■ **YOUR GOAL**
Please pick out and copy every line of the material below that contains the word "dark". Case counts.

■ **DATA LISTING**
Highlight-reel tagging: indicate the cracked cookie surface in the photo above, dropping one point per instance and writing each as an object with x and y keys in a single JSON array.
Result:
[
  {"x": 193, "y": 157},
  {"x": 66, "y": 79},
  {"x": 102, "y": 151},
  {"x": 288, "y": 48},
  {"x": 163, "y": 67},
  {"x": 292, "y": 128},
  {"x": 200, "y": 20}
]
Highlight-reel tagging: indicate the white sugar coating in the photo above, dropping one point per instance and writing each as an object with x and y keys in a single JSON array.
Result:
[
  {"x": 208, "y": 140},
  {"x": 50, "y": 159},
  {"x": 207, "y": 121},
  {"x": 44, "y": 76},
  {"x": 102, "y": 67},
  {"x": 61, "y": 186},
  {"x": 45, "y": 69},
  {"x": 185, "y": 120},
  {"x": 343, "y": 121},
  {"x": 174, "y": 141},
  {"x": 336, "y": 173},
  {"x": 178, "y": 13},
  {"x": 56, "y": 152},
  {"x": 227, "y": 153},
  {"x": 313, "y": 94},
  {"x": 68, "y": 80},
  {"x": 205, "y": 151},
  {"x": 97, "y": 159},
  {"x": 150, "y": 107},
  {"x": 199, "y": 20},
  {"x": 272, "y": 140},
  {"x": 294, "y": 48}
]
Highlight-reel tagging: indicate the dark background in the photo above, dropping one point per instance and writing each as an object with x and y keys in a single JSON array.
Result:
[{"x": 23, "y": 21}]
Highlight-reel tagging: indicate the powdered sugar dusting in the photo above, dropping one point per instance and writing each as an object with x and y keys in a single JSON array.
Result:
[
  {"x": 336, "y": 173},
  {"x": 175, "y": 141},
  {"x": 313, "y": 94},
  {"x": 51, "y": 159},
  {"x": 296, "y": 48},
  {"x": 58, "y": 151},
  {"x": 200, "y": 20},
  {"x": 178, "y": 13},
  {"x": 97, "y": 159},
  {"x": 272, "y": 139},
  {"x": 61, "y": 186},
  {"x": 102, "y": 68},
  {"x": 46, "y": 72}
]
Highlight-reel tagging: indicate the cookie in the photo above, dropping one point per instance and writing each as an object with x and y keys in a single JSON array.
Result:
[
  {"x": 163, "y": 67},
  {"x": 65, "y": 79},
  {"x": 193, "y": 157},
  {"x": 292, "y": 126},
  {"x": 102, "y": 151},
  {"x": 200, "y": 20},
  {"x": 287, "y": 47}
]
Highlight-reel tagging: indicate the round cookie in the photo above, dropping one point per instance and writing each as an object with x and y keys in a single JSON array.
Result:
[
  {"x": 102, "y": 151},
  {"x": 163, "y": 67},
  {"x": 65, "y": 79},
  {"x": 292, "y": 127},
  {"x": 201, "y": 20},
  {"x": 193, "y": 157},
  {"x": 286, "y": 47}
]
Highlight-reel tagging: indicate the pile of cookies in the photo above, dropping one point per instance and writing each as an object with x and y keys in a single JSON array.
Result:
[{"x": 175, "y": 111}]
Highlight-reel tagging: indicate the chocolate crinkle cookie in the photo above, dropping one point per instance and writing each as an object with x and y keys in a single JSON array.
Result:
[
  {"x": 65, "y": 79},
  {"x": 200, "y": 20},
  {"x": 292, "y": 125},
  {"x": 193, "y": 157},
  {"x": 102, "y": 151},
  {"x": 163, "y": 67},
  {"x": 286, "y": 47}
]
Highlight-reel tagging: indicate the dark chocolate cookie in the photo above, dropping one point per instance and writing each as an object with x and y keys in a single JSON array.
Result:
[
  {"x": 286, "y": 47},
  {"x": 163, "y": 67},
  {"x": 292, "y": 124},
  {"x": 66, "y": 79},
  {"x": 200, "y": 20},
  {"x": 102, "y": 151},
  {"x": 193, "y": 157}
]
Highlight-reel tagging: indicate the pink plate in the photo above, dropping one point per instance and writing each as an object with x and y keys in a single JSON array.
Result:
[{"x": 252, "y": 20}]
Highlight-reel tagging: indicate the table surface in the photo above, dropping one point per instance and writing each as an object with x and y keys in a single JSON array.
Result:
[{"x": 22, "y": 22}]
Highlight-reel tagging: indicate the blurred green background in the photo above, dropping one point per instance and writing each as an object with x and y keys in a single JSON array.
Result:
* * *
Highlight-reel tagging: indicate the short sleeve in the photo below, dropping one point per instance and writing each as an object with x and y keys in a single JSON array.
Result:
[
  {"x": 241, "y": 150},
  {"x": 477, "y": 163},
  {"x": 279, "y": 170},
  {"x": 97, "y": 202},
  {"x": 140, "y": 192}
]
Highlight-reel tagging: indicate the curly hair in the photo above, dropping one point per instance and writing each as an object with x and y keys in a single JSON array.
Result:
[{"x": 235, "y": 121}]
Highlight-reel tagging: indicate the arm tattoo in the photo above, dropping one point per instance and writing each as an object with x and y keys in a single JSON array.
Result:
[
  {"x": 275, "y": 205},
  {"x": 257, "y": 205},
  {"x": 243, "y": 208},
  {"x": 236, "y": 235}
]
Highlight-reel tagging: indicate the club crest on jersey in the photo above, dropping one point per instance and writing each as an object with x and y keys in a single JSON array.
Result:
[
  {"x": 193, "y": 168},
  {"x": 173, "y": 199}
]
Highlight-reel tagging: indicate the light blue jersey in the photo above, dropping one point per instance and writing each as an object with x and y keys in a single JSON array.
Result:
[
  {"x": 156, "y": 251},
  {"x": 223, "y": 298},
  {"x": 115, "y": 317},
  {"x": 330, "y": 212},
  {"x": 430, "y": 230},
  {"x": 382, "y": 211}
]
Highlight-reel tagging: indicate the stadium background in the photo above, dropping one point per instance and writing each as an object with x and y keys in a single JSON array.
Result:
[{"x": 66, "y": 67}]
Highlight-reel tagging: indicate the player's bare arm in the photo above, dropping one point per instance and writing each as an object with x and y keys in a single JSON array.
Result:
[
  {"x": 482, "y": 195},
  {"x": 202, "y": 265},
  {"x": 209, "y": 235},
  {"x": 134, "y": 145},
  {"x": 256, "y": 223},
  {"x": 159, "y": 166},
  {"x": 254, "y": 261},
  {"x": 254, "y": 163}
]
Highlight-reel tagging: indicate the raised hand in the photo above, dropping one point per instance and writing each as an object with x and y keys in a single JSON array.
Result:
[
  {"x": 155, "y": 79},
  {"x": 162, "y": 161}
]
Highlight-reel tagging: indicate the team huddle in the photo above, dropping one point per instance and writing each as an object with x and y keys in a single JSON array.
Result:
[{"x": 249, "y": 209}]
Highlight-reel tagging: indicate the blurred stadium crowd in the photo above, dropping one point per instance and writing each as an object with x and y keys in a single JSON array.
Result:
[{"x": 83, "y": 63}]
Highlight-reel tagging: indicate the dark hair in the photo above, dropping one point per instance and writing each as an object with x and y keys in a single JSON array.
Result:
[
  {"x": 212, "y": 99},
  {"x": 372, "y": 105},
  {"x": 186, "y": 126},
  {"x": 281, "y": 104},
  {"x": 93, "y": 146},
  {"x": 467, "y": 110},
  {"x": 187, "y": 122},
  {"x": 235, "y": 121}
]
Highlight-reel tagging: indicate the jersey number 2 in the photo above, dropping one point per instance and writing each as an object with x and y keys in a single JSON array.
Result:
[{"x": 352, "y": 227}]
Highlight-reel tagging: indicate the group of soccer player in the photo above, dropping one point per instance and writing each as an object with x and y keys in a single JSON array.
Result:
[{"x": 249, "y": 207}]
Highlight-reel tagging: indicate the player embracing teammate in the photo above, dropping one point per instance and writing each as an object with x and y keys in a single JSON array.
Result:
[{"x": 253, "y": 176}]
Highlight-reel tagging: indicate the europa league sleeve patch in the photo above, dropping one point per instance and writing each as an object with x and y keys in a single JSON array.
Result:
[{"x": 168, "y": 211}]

■ **THE OUTPUT**
Highlight-reel tagging: indicate the dark background in the photo above, dropping one point per instance and writing each as an object with x and y keys in a single JSON array.
Highlight-reel tagging: indicate the dark chocolate cookie in the photo above, dropping one point per instance and writing each as an object with x and y keys in a single JSON array.
Highlight-reel tagging: indicate the dark hair in the photo above, dropping one point per instance and writing each as an object with x and y keys in a single JSON array.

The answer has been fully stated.